# YOUR GOAL
Every record below should be printed exactly as given.

Point-per-instance localization data
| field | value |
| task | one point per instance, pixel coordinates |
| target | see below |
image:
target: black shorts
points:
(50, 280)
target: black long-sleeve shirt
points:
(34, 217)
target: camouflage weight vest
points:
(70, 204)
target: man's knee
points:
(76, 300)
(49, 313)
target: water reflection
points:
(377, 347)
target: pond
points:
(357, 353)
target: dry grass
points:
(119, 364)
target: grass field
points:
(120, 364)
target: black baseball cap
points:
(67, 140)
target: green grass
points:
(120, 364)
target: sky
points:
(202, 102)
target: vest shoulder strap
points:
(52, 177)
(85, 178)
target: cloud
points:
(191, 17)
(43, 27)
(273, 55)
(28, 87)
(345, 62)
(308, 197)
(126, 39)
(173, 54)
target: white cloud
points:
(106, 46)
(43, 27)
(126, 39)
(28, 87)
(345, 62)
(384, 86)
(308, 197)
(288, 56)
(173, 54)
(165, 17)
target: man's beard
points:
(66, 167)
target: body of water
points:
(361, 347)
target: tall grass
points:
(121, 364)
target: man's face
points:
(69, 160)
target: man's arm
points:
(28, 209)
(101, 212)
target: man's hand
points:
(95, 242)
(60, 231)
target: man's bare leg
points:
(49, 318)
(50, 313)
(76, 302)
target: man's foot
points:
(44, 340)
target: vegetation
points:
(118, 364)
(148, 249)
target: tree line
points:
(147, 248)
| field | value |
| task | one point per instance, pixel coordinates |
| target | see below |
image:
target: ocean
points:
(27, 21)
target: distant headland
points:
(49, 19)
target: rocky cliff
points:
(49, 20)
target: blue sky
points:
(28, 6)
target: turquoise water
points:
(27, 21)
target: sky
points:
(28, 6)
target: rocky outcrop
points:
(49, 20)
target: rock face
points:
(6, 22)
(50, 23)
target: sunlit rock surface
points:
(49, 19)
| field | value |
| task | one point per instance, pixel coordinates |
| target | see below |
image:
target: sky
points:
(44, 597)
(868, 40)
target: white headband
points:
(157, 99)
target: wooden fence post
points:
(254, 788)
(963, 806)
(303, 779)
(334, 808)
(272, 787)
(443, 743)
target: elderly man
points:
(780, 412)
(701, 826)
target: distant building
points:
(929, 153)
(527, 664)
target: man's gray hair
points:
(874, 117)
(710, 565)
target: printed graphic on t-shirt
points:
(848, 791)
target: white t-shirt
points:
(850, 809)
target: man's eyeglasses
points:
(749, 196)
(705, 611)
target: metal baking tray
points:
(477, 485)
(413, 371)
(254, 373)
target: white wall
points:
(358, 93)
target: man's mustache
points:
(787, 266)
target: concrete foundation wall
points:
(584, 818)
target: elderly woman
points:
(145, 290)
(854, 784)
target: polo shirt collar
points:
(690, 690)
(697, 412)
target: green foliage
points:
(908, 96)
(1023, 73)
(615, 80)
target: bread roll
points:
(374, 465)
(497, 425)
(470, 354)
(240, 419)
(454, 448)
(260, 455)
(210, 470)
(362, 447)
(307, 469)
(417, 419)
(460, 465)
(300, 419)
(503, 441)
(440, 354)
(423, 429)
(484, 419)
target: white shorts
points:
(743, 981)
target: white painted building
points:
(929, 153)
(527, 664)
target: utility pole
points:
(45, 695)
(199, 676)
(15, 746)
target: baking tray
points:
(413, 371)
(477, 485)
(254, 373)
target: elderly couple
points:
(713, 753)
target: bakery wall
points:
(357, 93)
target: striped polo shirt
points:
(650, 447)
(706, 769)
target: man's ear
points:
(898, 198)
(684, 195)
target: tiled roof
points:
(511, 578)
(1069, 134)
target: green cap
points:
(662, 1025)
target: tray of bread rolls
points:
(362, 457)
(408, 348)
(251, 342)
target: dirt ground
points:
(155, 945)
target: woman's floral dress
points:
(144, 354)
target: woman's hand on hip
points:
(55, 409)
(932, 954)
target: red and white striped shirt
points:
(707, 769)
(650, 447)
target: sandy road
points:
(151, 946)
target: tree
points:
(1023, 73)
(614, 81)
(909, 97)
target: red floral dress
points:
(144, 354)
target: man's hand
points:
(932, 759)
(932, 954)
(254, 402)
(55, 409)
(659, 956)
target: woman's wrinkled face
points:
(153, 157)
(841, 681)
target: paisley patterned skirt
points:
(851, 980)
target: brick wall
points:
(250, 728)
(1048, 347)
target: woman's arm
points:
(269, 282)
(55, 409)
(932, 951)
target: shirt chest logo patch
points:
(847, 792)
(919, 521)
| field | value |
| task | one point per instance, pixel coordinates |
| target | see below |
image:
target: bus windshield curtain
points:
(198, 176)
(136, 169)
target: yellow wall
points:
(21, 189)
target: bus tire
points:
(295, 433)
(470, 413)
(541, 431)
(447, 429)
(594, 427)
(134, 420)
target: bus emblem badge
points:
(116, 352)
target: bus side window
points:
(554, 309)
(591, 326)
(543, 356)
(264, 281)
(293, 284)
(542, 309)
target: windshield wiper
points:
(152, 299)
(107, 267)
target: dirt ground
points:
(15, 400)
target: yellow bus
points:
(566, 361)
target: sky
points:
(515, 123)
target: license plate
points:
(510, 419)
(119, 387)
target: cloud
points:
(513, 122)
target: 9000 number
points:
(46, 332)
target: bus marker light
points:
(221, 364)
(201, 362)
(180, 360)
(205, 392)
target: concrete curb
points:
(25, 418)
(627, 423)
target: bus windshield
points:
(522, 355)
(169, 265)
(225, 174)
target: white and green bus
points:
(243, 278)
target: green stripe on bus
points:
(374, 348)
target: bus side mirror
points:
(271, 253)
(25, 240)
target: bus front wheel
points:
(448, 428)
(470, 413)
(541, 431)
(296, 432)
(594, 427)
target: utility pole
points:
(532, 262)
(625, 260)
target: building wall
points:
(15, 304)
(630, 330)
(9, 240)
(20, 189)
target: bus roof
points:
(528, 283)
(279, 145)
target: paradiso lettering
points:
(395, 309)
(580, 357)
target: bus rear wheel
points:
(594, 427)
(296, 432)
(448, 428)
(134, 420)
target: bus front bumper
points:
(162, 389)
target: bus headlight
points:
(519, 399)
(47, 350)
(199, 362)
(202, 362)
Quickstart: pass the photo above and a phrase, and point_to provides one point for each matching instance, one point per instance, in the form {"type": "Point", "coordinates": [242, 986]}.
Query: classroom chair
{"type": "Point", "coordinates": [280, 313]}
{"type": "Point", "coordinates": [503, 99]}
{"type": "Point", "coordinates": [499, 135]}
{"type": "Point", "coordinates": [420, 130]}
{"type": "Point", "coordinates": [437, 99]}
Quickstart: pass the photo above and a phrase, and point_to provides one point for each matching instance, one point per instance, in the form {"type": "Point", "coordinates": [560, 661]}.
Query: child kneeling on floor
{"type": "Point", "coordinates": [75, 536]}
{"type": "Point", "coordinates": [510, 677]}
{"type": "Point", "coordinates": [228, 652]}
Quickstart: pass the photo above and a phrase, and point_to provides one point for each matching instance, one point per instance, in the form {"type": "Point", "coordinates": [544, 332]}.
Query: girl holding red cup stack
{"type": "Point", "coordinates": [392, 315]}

# SOLVED EXERCISE
| field | value |
| task | one point per instance, pixel coordinates |
| target | see below |
image:
target: black shorts
points:
(50, 280)
target: black long-sleeve shirt
points:
(34, 217)
target: camouflage weight vest
points:
(70, 204)
target: man's knee
points:
(76, 300)
(49, 313)
target: water reflection
points:
(377, 347)
target: pond
points:
(357, 353)
target: dry grass
points:
(119, 364)
target: grass field
points:
(120, 364)
target: black baseball cap
points:
(67, 140)
target: green grass
points:
(120, 364)
target: sky
points:
(202, 102)
target: vest shoulder strap
points:
(52, 177)
(85, 178)
target: cloud
points:
(191, 17)
(43, 27)
(273, 55)
(28, 87)
(345, 62)
(308, 197)
(126, 39)
(173, 54)
target: white cloud
points:
(106, 46)
(43, 27)
(126, 39)
(28, 87)
(345, 62)
(384, 86)
(308, 197)
(288, 56)
(173, 54)
(165, 17)
target: man's beard
points:
(66, 167)
target: body of water
points:
(361, 347)
target: tall grass
points:
(121, 364)
target: man's face
points:
(69, 160)
target: man's arm
points:
(28, 209)
(101, 212)
target: man's hand
points:
(95, 242)
(60, 231)
target: man's bare leg
points:
(49, 318)
(50, 313)
(76, 302)
target: man's foot
points:
(44, 340)
target: vegetation
points:
(118, 364)
(148, 249)
target: tree line
points:
(147, 248)
| field | value |
| task | one point per instance, pixel coordinates |
| target | see below |
image:
target: ocean
points:
(27, 21)
target: distant headland
points:
(49, 19)
target: rocky cliff
points:
(49, 20)
target: blue sky
points:
(28, 6)
target: turquoise water
points:
(27, 21)
target: sky
points:
(28, 6)
target: rocky outcrop
points:
(49, 20)
target: rock face
points:
(6, 22)
(50, 23)
target: sunlit rock surface
points:
(49, 19)
| field | value |
| task | one point per instance, pixel coordinates |
| target | see below |
image:
target: sky
points:
(44, 597)
(868, 40)
target: white headband
points:
(157, 99)
target: wooden fence post
points:
(254, 788)
(963, 806)
(303, 779)
(334, 808)
(272, 787)
(443, 743)
target: elderly man
points:
(780, 412)
(701, 826)
target: distant building
points:
(929, 153)
(527, 664)
target: man's gray hair
points:
(874, 117)
(710, 565)
target: printed graphic on t-shirt
points:
(848, 791)
target: white t-shirt
points:
(850, 809)
target: man's eyeglasses
points:
(749, 196)
(705, 611)
target: metal baking tray
points:
(477, 485)
(413, 371)
(254, 373)
target: white wall
points:
(358, 93)
target: man's mustache
points:
(787, 266)
target: concrete foundation wall
points:
(584, 818)
target: elderly woman
points:
(145, 290)
(854, 784)
target: polo shirt collar
points:
(690, 690)
(697, 412)
target: green foliage
points:
(908, 96)
(1023, 73)
(615, 80)
target: bread roll
points:
(374, 465)
(497, 425)
(470, 354)
(240, 419)
(454, 448)
(260, 455)
(210, 470)
(362, 447)
(307, 469)
(417, 419)
(460, 465)
(300, 419)
(503, 441)
(440, 354)
(423, 429)
(484, 419)
target: white shorts
points:
(743, 981)
target: white painted building
points:
(929, 153)
(527, 664)
target: utility pole
points:
(45, 695)
(199, 676)
(15, 746)
target: baking tray
points:
(413, 371)
(477, 485)
(254, 373)
target: elderly couple
points:
(713, 753)
target: bakery wall
points:
(357, 93)
target: striped polo shirt
points:
(650, 447)
(706, 769)
target: man's ear
points:
(898, 198)
(684, 195)
target: tiled roof
points:
(511, 578)
(1069, 134)
target: green cap
points:
(662, 1025)
target: tray of bread rolls
points:
(362, 457)
(408, 348)
(251, 342)
target: dirt ground
points:
(155, 945)
target: woman's floral dress
points:
(144, 354)
target: woman's hand on hip
points:
(55, 409)
(932, 954)
target: red and white striped shirt
points:
(707, 769)
(650, 447)
target: sandy road
points:
(151, 946)
target: tree
points:
(1023, 73)
(614, 81)
(909, 97)
target: red floral dress
points:
(144, 354)
target: man's hand
points:
(932, 759)
(932, 954)
(254, 402)
(55, 409)
(659, 956)
target: woman's wrinkled face
points:
(153, 157)
(841, 681)
target: paisley patterned skirt
points:
(851, 980)
target: brick wall
points:
(250, 728)
(1048, 347)
target: woman's arm
points:
(269, 282)
(55, 409)
(932, 951)
target: shirt chest logo patch
points:
(847, 792)
(919, 521)
| field | value |
| task | one point per instance, pixel coordinates |
| target | see below |
image:
target: bus windshield curtain
points:
(198, 176)
(136, 169)
target: yellow wall
points:
(21, 189)
target: bus tire
points:
(295, 433)
(470, 413)
(541, 431)
(447, 429)
(594, 427)
(134, 420)
target: bus emblem badge
points:
(116, 352)
target: bus side window
points:
(554, 309)
(591, 326)
(543, 356)
(264, 281)
(293, 284)
(542, 309)
target: windshield wiper
points:
(152, 299)
(107, 267)
target: dirt ground
points:
(15, 400)
target: yellow bus
points:
(566, 361)
target: sky
points:
(515, 123)
target: license plate
points:
(510, 419)
(119, 387)
target: cloud
points:
(513, 122)
target: 9000 number
points:
(46, 332)
target: bus marker light
points:
(221, 364)
(201, 362)
(180, 360)
(205, 392)
target: concrete curb
points:
(25, 418)
(627, 423)
target: bus windshield
points:
(522, 355)
(169, 265)
(225, 174)
target: white and green bus
points:
(243, 278)
target: green stripe on bus
points:
(374, 348)
target: bus side mirror
points:
(271, 253)
(25, 240)
target: bus front wheel
points:
(448, 428)
(470, 413)
(541, 431)
(296, 432)
(594, 427)
target: utility pole
points:
(532, 262)
(625, 260)
target: building wall
points:
(15, 304)
(630, 330)
(9, 240)
(20, 189)
target: bus roof
points:
(528, 283)
(279, 145)
target: paradiso lettering
points:
(395, 309)
(580, 357)
target: bus rear wheel
points:
(594, 427)
(296, 432)
(448, 428)
(134, 420)
target: bus front bumper
points:
(162, 389)
target: bus headlight
points:
(519, 399)
(47, 350)
(199, 362)
(202, 362)
Quickstart: pass the photo above and a phrase, and point_to provides one point for each matching instance, one point per instance, in the form {"type": "Point", "coordinates": [242, 986]}.
Query: classroom chair
{"type": "Point", "coordinates": [280, 313]}
{"type": "Point", "coordinates": [503, 99]}
{"type": "Point", "coordinates": [499, 135]}
{"type": "Point", "coordinates": [420, 130]}
{"type": "Point", "coordinates": [437, 99]}
Quickstart: pass the photo above and a phrase, and point_to provides one point for each matching instance, one point per instance, in the form {"type": "Point", "coordinates": [560, 661]}.
Query: child kneeling on floor
{"type": "Point", "coordinates": [75, 536]}
{"type": "Point", "coordinates": [510, 677]}
{"type": "Point", "coordinates": [228, 652]}
Quickstart: pass the photo above and a phrase, and point_to provides one point for each matching instance, one point per instance, in the form {"type": "Point", "coordinates": [544, 332]}.
Query: girl holding red cup stack
{"type": "Point", "coordinates": [392, 315]}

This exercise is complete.